What to work on: The records follow. Give them all back exactly.

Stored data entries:
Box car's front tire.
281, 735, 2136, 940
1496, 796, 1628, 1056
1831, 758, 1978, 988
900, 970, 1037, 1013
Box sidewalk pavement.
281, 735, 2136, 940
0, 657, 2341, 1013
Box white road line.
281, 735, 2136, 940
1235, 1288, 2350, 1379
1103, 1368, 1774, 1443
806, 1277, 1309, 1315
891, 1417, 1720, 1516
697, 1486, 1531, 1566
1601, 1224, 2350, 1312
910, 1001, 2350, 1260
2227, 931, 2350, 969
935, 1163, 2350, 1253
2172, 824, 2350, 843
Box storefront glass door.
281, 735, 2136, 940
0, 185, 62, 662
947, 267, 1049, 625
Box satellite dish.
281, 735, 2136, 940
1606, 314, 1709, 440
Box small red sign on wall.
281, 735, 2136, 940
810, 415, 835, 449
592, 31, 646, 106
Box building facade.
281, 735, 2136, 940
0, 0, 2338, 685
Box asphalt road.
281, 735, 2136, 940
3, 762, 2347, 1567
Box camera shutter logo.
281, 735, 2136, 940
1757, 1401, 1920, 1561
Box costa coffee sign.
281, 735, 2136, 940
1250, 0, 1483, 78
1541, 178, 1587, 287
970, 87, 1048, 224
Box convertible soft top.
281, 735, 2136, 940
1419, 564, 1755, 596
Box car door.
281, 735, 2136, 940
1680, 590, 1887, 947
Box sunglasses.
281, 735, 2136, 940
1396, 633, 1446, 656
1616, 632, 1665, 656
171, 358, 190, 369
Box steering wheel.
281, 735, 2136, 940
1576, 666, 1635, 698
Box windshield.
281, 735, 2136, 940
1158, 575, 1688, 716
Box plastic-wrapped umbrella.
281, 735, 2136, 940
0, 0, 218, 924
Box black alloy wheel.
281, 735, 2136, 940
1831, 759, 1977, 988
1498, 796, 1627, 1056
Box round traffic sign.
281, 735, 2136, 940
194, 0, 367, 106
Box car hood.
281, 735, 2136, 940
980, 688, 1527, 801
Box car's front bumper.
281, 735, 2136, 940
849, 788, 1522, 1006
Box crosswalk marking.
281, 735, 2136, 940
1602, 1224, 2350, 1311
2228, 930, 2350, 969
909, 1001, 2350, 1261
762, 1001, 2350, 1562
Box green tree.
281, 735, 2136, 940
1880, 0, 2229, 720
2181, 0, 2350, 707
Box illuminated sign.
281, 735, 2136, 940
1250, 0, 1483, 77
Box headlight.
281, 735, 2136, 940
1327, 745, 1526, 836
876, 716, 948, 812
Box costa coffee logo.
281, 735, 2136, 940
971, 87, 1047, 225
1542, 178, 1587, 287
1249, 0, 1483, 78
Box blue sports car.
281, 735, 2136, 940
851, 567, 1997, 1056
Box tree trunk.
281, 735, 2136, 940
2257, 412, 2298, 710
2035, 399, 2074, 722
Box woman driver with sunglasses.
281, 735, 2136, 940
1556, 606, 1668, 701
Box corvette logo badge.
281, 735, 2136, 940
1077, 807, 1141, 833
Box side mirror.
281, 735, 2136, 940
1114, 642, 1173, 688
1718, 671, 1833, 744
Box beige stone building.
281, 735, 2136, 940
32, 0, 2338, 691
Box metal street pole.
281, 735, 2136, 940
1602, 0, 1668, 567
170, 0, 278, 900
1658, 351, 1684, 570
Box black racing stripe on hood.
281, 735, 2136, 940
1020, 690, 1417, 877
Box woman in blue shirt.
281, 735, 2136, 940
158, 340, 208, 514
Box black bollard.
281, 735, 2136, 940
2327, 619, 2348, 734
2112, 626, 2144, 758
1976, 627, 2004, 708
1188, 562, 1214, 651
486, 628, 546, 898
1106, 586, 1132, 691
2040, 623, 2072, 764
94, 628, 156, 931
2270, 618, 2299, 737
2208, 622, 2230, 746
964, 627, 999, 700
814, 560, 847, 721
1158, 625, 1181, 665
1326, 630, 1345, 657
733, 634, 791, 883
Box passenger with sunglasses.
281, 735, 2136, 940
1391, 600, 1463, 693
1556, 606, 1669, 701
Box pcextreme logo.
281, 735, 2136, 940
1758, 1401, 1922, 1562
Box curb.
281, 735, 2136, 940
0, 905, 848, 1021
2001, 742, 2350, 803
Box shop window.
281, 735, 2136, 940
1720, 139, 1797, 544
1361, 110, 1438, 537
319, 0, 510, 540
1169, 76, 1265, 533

Reply to the task:
Box car's front tire.
281, 735, 2136, 940
1496, 796, 1628, 1056
1831, 758, 1978, 988
900, 970, 1037, 1013
Box sidewalk pavement.
281, 735, 2136, 940
0, 657, 2341, 1013
Box white road line.
281, 735, 2136, 940
1235, 1288, 2350, 1379
1103, 1368, 1774, 1443
806, 1277, 1309, 1315
891, 1417, 1720, 1516
697, 1486, 1531, 1566
1601, 1224, 2350, 1312
910, 1001, 2350, 1260
2227, 931, 2350, 969
935, 1163, 2350, 1253
2172, 824, 2350, 843
Box storefront glass door.
281, 735, 2136, 940
0, 185, 62, 662
947, 267, 1049, 625
Box satellite dish.
281, 735, 2136, 940
1606, 314, 1709, 440
Box small red sign on wall.
281, 735, 2136, 940
810, 415, 835, 449
592, 31, 646, 106
Box building facade.
281, 735, 2136, 940
0, 0, 2338, 685
Box asphalt road.
281, 735, 2136, 940
3, 762, 2347, 1567
Box camera shutter logo.
281, 735, 2136, 940
1757, 1401, 1920, 1561
Box costa coffee sign.
281, 735, 2136, 940
1250, 0, 1483, 78
1541, 178, 1587, 287
970, 87, 1048, 224
Box convertible soft top.
281, 735, 2136, 940
1419, 564, 1755, 596
Box car door.
281, 735, 2136, 940
1680, 590, 1887, 947
Box sunglasses.
281, 735, 2136, 940
1396, 633, 1446, 656
1616, 632, 1665, 656
171, 358, 190, 369
Box steering wheel.
281, 735, 2136, 940
1576, 666, 1635, 698
Box windshield.
281, 735, 2136, 940
1158, 575, 1688, 716
Box plastic-wrapped umbrella.
281, 735, 2136, 940
0, 0, 218, 924
Box black alloy wheel.
281, 735, 2136, 940
1831, 759, 1977, 988
1498, 796, 1627, 1056
Box round traffic sign.
281, 735, 2136, 940
194, 0, 367, 106
Box car hood.
281, 735, 2136, 940
980, 688, 1527, 801
Box car's front bumper.
281, 735, 2136, 940
849, 788, 1522, 1006
Box crosswalk marking.
281, 735, 2136, 940
1602, 1224, 2350, 1311
2228, 930, 2350, 969
909, 1001, 2350, 1261
762, 1001, 2350, 1562
Box green tree.
281, 735, 2136, 940
1880, 0, 2229, 720
2181, 0, 2350, 707
Box illuminated sign.
281, 735, 2136, 940
1250, 0, 1483, 77
Box headlight.
281, 735, 2136, 940
1327, 745, 1526, 836
876, 716, 948, 812
Box costa coffee logo.
281, 735, 2136, 940
971, 87, 1047, 225
1542, 178, 1587, 287
1249, 0, 1483, 78
Box blue sports car.
281, 735, 2136, 940
851, 567, 1997, 1056
Box tree trunk.
281, 735, 2136, 940
2257, 412, 2298, 710
2035, 399, 2074, 722
Box woman driver with sunglasses.
281, 735, 2136, 940
1556, 606, 1668, 701
Box corvette logo badge.
281, 735, 2136, 940
1077, 807, 1141, 833
Box side mirror.
281, 735, 2136, 940
1114, 642, 1173, 688
1718, 671, 1833, 744
Box beige stone building.
281, 735, 2136, 940
32, 0, 2338, 691
Box metal street pole.
281, 735, 2136, 940
1602, 0, 1668, 567
170, 0, 278, 900
1658, 351, 1684, 570
Box black racing stripe on hood.
281, 735, 2136, 940
1020, 690, 1417, 877
Box woman in blue shirt.
281, 735, 2136, 940
158, 340, 208, 514
Box black bollard.
281, 735, 2136, 940
2327, 619, 2348, 734
2112, 626, 2144, 758
1976, 627, 2004, 708
1188, 562, 1214, 651
486, 628, 546, 898
1106, 586, 1132, 691
2040, 623, 2072, 764
94, 628, 156, 931
2270, 618, 2299, 737
2208, 622, 2230, 746
964, 627, 999, 700
814, 560, 847, 721
1158, 625, 1181, 665
1326, 630, 1345, 657
733, 634, 791, 883
Box passenger with sunglasses.
281, 735, 2136, 940
1391, 600, 1463, 693
1556, 606, 1669, 701
Box pcextreme logo.
281, 735, 2136, 940
1758, 1401, 1922, 1562
Box curb.
281, 735, 2136, 940
0, 905, 848, 1021
2001, 742, 2350, 803
Box shop window.
281, 735, 2136, 940
1720, 139, 1797, 544
1361, 110, 1438, 537
319, 0, 510, 540
1169, 76, 1265, 533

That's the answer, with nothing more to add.